→ 읽을 글:
★ ★ ★ ★
IDisposable 인터페이스
할당된 관리되지 않는 리소스를 해제하는 메서드를 정의합니다.
네임스페이스: System
어셈블리: mscorlib(mscorlib.dll)
구문
‘선언
<ComVisibleAttribute(True)> _
Public Interface IDisposable
‘사용 방법
Dim instance As IDisposable
[ComVisibleAttribute(true)]
public interface IDisposable
[ComVisibleAttribute(true)]
public interface class IDisposable
/** @attribute ComVisibleAttribute(true) */
public interface IDisposable
ComVisibleAttribute(true)
public interface IDisposable
설명
가비지 수집기는 관리되는 개체가 더 이상 사용되지 않을 경우 해당 개체에 할당된 메모리를 자동으로 해제하지만 가비지 수집이 언제 발생할지 예측할 수 없습니다. 또한 가비지 수집기는 창 핸들, 열린 파일 및 스트림과 같이 관리되지 않는 리소스를 인식하지 못합니다.
이 인터페이스의 Dispose 메서드를 가비지 수집기와 함께 사용하여 관리되지 않는 리소스를 명시적으로 해제합니다. 개체가 더 이상 필요하지 않을 경우, 개체의 소비자는 이 메서드를 호출할 수 있습니다.
중요
C++ 프로그래머는 Destructors and Finalizers in Visual C++를 참조하십시오. .NET Framework 버전 2.0에서 C++ 컴파일러는 리소스를 명확하게 해제하기 위한 구현을 지원하며 Dispose 메서드의 직접 구현은 허용되지 않습니다.
이것은 클래스의 의미를 변경하는 것처럼 기존 클래스에 IDisposable 인터페이스를 추가하기 위한 버전 최신 변경 내용입니다.
이 인터페이스와 Object.Finalize 메서드를 사용하는 방법에 대한 자세한 내용은 가비지 수집 및 Dispose 메서드 구현 항목을 참조하십시오.
예제
Imports System
Imports System.ComponentModel
' The following example demonstrates how to create
' a resource class that implements the IDisposable interface
' and the IDisposable.Dispose method.
Public Class DisposeExample
' A class that implements IDisposable.
' By implementing IDisposable, you are announcing that
' instances of this type allocate scarce resources.
Public Class MyResource
Implements IDisposable
' Pointer to an external unmanaged resource.
Private handle As IntPtr
' Other managed resource this class uses.
Private component As component
' Track whether Dispose has been called.
Private disposed As Boolean = False
' The class constructor.
Public Sub New(ByVal handle As IntPtr)
Me.handle = handle
End Sub
' Implement IDisposable.
' Do not make this method virtual.
' A derived class should not be able to override this method.
Public Overloads Sub Dispose() Implements IDisposable.Dispose
Dispose(True)
' This object will be cleaned up by the Dispose method.
' Therefore, you should call GC.SupressFinalize to
' take this object off the finalization queue
' and prevent finalization code for this object
' from executing a second time.
GC.SuppressFinalize(Me)
End Sub
' Dispose(bool disposing) executes in two distinct scenarios.
' If disposing equals true, the method has been called directly
' or indirectly by a user's code. Managed and unmanaged resources
' can be disposed.
' If disposing equals false, the method has been called by the
' runtime from inside the finalizer and you should not reference
' other objects. Only unmanaged resources can be disposed.
Private Overloads Sub Dispose(ByVal disposing As Boolean)
' Check to see if Dispose has already been called.
If Not Me.disposed Then
' If disposing equals true, dispose all managed
' and unmanaged resources.
If disposing Then
' Dispose managed resources.
component.Dispose()
End If
' Call the appropriate methods to clean up
' unmanaged resources here.
' If disposing is false,
' only the following code is executed.
CloseHandle(handle)
★ ★ ★ ★
일련의 행:

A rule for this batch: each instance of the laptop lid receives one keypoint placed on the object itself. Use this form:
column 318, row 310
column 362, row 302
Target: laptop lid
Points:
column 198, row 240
★ ★ ★ ★
→ 할 일: IDisposable 문서의 "Public Sub New(ByVal"부터 "Dispose(True)"까지 전부를 다시 쓰세요. 이때 "derived class" 자리에 "subclass" 표현을 넣어 고치세요. 여기서 행은 쓰이지 않습니다.

→ 출력 결과:
Public Sub New(ByVal handle As IntPtr)
Me.handle = handle
End Sub
' Implement IDisposable.
' Do not make this method virtual.
' A subclass should not be able to override this method.
Public Overloads Sub Dispose() Implements IDisposable.Dispose
Dispose(True)